:: Fuente ::

====

En el siglo VI un romance prohibido terminó en una tragedia y se convirtió en leyenda. Ésta fue leída por una pareja del siglo XIII y los amantes corrieron con la misma suerte. Mientras vivía su propio romance clandestino, un escultor del siglo XIX se enteró sobre el segundo par y lo plasmó en una figura que quedaría para la posteridad. Son esas algunas de las historias que cuenta El Beso de Rodin.
Conocido como el padre de la escultura moderna, Auguste Rodin nació en París el 12 de noviembre de 1840. Su interés por las artes plásticas se había manifestado desde su infancia, pasando de ser aprendiz de tallista en una fábrica de ornamentación hasta convertirse en uno de los escultores más influyentes y revolucionarios de su tiempo. Su formación en la Petite École y la Escuela de Artes Decorativas de París sentó las bases para su futuro como artista, pero fueron su habilidad y creatividad innatas las que lo destacaron, pues demostraba una capacidad excepcional para capturar la belleza natural y el realismo en el modelado de figuras humanas. Sin embargo, al inicio de su carrera tuvo que luchar por obtener reconocimiento y aceptación de la élite artística, la cual no creía en su potencial. Por supuesto, estaban equivocados.

====

:: Solicitud planteada 1 ::
Según el texto sobre Rodin, ¿en qué ciudad y en qué fecha nació Auguste Rodin?
El texto sobre Rodin y los registros son independientes entre sí.

====

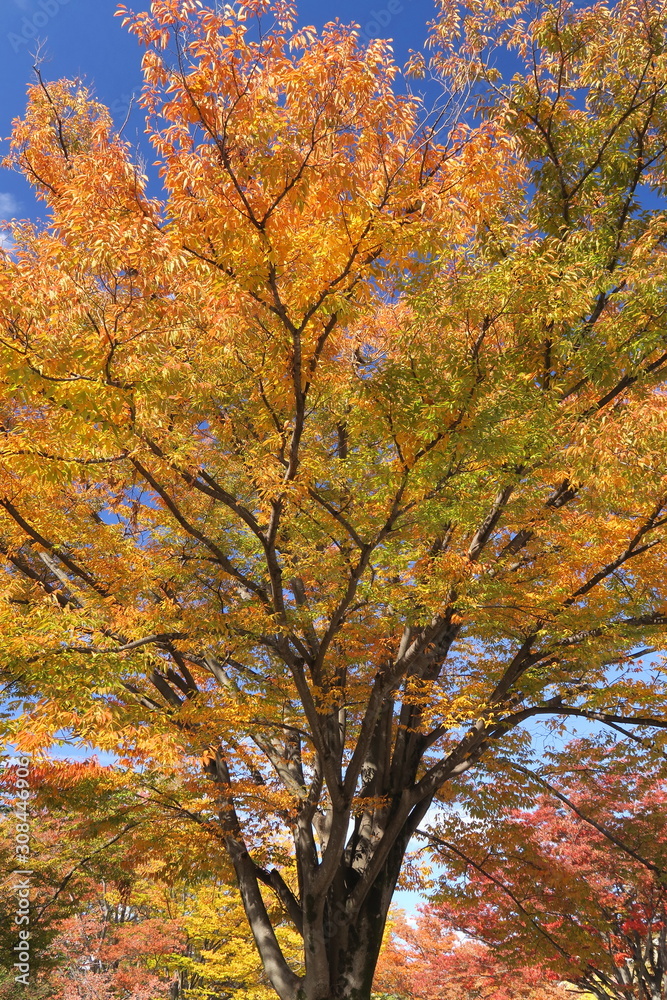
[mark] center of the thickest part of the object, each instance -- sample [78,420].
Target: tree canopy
[333,442]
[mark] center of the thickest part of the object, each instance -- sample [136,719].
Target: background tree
[576,884]
[125,907]
[339,457]
[424,959]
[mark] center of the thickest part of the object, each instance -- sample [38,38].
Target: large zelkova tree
[576,884]
[333,453]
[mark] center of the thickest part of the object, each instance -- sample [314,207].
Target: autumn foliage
[333,440]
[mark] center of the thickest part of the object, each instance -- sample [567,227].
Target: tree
[124,907]
[577,884]
[342,457]
[425,959]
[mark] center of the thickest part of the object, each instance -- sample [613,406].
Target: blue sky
[82,38]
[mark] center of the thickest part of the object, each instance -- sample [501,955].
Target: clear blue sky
[82,38]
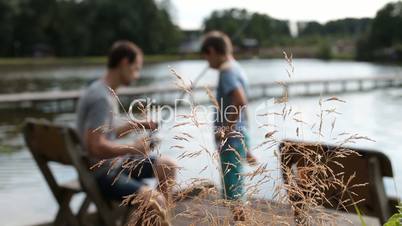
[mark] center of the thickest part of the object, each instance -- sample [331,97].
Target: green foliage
[240,24]
[86,27]
[382,41]
[396,219]
[343,27]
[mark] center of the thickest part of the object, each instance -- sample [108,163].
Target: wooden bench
[368,166]
[53,143]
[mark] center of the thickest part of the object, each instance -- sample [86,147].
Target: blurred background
[60,45]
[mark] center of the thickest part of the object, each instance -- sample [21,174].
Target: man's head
[125,59]
[216,48]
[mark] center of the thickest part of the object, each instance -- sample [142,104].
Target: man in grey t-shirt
[97,110]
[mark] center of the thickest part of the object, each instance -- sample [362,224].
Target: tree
[240,24]
[384,38]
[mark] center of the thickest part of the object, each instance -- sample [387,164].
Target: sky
[189,14]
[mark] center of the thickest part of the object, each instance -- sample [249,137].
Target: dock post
[326,87]
[360,84]
[307,85]
[344,87]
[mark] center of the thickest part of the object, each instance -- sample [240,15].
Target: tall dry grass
[299,201]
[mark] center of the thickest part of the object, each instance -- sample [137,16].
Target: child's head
[216,48]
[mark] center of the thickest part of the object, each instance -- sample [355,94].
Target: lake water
[25,198]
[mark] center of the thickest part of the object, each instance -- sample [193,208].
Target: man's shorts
[121,182]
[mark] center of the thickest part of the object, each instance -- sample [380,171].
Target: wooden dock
[64,101]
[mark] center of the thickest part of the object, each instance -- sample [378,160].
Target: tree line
[89,27]
[84,27]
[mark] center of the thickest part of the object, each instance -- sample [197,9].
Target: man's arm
[100,147]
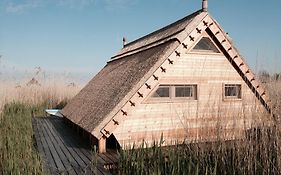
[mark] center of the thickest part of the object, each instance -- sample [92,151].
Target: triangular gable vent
[205,44]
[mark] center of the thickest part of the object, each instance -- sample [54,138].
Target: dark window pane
[162,91]
[206,44]
[233,90]
[184,91]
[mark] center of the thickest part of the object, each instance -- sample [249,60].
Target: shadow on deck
[63,151]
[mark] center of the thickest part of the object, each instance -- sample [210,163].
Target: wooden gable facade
[184,82]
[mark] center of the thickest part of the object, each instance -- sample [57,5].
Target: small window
[232,91]
[205,44]
[186,91]
[162,91]
[175,92]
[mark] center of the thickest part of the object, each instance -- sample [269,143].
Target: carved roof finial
[205,5]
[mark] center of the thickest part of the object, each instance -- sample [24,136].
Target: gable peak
[204,5]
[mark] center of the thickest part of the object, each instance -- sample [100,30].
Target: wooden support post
[102,145]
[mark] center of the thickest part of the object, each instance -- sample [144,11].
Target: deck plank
[64,151]
[50,165]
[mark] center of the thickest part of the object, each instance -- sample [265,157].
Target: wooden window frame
[231,98]
[172,98]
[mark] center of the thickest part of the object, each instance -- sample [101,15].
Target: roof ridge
[164,28]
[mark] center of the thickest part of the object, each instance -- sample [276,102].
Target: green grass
[18,154]
[258,154]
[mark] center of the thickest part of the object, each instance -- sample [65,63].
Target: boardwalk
[64,152]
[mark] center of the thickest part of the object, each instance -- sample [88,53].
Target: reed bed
[259,152]
[18,154]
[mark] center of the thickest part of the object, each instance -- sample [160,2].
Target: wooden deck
[63,151]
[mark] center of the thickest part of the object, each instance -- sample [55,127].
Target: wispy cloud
[119,4]
[13,7]
[75,4]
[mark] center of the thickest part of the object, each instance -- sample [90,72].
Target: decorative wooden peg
[132,103]
[170,61]
[148,86]
[205,23]
[163,69]
[155,77]
[191,38]
[124,112]
[106,132]
[178,53]
[115,122]
[140,94]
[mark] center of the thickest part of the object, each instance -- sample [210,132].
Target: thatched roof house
[172,82]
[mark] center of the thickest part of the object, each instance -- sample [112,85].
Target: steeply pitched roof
[124,71]
[99,97]
[94,107]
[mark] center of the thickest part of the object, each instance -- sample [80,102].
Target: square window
[232,91]
[162,91]
[185,91]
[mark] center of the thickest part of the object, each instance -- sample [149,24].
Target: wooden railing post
[102,145]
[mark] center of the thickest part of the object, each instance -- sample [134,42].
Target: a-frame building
[185,81]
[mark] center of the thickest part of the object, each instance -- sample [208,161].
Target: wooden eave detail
[191,36]
[153,80]
[240,63]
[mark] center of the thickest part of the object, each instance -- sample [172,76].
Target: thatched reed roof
[135,62]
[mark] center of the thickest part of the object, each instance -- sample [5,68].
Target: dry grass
[52,91]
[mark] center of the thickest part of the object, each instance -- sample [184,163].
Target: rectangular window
[186,91]
[232,91]
[176,92]
[162,91]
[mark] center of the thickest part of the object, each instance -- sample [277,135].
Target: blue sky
[79,36]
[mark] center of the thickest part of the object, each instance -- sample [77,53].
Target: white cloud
[119,4]
[22,7]
[75,4]
[15,6]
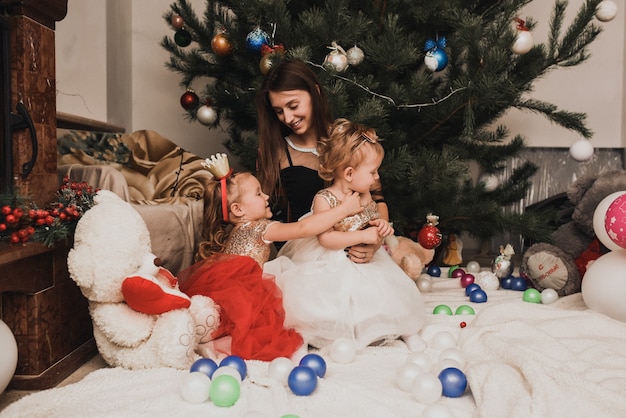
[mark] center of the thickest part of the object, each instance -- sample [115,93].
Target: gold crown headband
[218,165]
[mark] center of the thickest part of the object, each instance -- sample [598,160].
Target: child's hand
[352,203]
[383,227]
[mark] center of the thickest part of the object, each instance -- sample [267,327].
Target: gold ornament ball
[336,61]
[206,115]
[221,45]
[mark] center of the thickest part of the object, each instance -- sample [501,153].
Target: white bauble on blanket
[604,285]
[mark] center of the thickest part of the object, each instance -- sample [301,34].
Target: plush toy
[408,254]
[561,264]
[140,318]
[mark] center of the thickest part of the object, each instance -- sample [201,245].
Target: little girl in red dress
[238,233]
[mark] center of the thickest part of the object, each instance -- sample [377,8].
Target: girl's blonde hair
[345,147]
[215,230]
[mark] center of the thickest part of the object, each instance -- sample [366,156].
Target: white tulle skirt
[326,296]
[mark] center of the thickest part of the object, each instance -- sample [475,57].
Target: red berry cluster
[18,221]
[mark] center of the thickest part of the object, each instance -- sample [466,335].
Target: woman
[293,114]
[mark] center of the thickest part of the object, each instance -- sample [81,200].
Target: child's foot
[415,343]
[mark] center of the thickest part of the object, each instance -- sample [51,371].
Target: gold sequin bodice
[354,222]
[247,239]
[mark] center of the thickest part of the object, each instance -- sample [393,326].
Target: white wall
[110,67]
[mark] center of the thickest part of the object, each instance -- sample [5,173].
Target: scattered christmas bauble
[453,382]
[204,365]
[434,270]
[256,39]
[429,237]
[336,61]
[182,38]
[189,100]
[206,115]
[177,21]
[606,11]
[603,288]
[472,267]
[581,150]
[302,380]
[355,55]
[599,218]
[523,42]
[549,296]
[220,44]
[315,362]
[225,391]
[531,296]
[470,288]
[436,60]
[236,362]
[615,221]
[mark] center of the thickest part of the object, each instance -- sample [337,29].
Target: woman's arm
[316,223]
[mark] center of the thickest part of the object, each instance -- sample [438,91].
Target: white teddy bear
[111,262]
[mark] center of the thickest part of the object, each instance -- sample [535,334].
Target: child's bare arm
[316,223]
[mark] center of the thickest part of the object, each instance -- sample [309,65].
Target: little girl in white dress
[326,296]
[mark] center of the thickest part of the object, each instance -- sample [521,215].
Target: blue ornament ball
[302,380]
[256,39]
[453,382]
[236,362]
[519,283]
[436,59]
[478,296]
[314,362]
[434,271]
[507,282]
[204,365]
[470,288]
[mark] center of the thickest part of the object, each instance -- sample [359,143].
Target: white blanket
[522,360]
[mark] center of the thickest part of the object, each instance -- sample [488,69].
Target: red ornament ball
[177,21]
[189,100]
[429,237]
[220,44]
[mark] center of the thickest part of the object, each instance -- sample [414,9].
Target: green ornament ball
[442,310]
[464,310]
[225,391]
[531,296]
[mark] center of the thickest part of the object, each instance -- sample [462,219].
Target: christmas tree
[432,78]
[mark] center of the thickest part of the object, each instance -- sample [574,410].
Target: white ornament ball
[606,11]
[599,216]
[425,285]
[343,350]
[549,296]
[472,267]
[206,115]
[490,181]
[355,55]
[581,150]
[279,369]
[604,285]
[336,61]
[195,387]
[523,42]
[406,375]
[8,360]
[427,388]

====

:: Solicitud planteada 2 ::
Devuelva, tal como aparece, el tramo de los registros que va desde la línea que contiene "-- sample [521,215]." hasta el final de los registros, ambos extremos incluidos.

:: Respuesta completa 1 ::
Nació en París el 12 de noviembre de 1840.

:: Respuesta completa 2 ::
[mark] center of the thickest part of the object, each instance -- sample [521,215].
Target: blue ornament ball
[302,380]
[256,39]
[453,382]
[236,362]
[519,283]
[436,59]
[478,296]
[314,362]
[434,271]
[507,282]
[204,365]
[470,288]
[mark] center of the thickest part of the object, each instance -- sample [359,143].
Target: white blanket
[522,360]
[mark] center of the thickest part of the object, each instance -- sample [488,69].
Target: red ornament ball
[177,21]
[189,100]
[429,237]
[220,44]
[mark] center of the thickest part of the object, each instance -- sample [414,9].
Target: green ornament ball
[442,310]
[464,310]
[225,391]
[531,296]
[mark] center of the thickest part of the object, each instance -- sample [462,219].
Target: christmas tree
[432,78]
[mark] center of the thickest part of the object, each instance -- sample [574,410].
Target: white ornament ball
[606,11]
[599,216]
[425,285]
[343,350]
[549,296]
[472,267]
[206,115]
[490,181]
[355,55]
[581,150]
[279,369]
[604,285]
[336,61]
[195,387]
[523,42]
[406,375]
[8,360]
[427,388]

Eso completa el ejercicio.